>> START

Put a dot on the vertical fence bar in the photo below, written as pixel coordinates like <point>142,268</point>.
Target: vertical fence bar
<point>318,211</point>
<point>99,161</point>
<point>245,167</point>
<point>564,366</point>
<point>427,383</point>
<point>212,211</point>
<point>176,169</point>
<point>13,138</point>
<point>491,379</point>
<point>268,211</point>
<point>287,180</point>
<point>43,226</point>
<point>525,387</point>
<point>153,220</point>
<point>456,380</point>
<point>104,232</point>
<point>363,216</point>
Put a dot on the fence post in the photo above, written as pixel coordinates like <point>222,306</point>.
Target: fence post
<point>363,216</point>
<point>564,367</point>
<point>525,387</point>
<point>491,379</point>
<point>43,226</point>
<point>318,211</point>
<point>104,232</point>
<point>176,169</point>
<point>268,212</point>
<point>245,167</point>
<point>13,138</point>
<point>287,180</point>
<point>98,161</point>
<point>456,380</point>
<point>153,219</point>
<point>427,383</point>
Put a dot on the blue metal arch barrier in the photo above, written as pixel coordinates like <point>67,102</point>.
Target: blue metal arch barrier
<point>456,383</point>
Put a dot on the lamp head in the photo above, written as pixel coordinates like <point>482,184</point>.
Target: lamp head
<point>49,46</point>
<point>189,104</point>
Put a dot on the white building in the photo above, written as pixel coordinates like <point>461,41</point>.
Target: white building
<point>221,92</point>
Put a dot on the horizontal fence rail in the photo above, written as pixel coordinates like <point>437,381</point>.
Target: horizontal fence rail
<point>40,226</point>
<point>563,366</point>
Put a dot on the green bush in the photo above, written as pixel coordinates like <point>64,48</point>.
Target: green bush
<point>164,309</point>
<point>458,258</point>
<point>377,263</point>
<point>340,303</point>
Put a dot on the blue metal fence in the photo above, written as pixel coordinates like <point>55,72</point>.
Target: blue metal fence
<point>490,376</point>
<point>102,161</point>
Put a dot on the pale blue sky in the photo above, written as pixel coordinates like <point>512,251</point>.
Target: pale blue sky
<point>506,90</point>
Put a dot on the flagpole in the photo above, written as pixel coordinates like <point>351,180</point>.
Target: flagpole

>> END

Given instruction:
Begin at the line that has "Put a dot on the blue metal arch" and stop after the line that has "<point>506,90</point>", writing out every one of those lines again. Scale each answer coordinate by 1.15 and round it to a whole number, with halves going up, and leave every other number as it stands.

Result below:
Put a dot on the blue metal arch barrier in the photo above, written as pixel coordinates like <point>67,102</point>.
Target: blue metal arch barrier
<point>524,440</point>
Put a dot on the lamp head in the photo above, written as pixel coordinates like <point>482,184</point>.
Target: lamp head
<point>56,53</point>
<point>217,120</point>
Put a dot on the white building in the photo above, written as pixel coordinates like <point>461,41</point>.
Target: white building
<point>254,106</point>
Put a dot on the horizontal fence rail in the photo above, written as pixel coordinates like <point>437,381</point>.
Target: horizontal fence rail
<point>46,260</point>
<point>647,421</point>
Put a dot on the green bush in the photo above, written as pixel coordinates like <point>64,48</point>.
Target: green bush
<point>189,355</point>
<point>527,297</point>
<point>434,302</point>
<point>391,348</point>
Put a dot on the blue metal fence in the photo above, written as pixel coordinates like <point>55,72</point>.
Target: blue metal fence
<point>564,432</point>
<point>117,185</point>
Put a dot on the pale blue sky in the photo above, written as pixel coordinates like <point>512,251</point>.
Target: pale blue sky
<point>582,104</point>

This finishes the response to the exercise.